RECORDED DATA →
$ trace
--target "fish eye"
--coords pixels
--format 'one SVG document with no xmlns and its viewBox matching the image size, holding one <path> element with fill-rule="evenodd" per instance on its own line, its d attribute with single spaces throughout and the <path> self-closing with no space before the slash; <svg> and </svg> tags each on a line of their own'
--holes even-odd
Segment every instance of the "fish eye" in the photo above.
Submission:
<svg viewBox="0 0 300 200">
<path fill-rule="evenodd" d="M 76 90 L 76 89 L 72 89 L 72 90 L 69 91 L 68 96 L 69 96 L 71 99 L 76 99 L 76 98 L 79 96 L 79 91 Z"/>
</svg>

WORK TO BE COMPLETED → Copy, from the material above, each line in which the string "fish" occurs.

OUTPUT FOR THIS EXERCISE →
--target "fish eye"
Segment every instance of the "fish eye" in the photo above.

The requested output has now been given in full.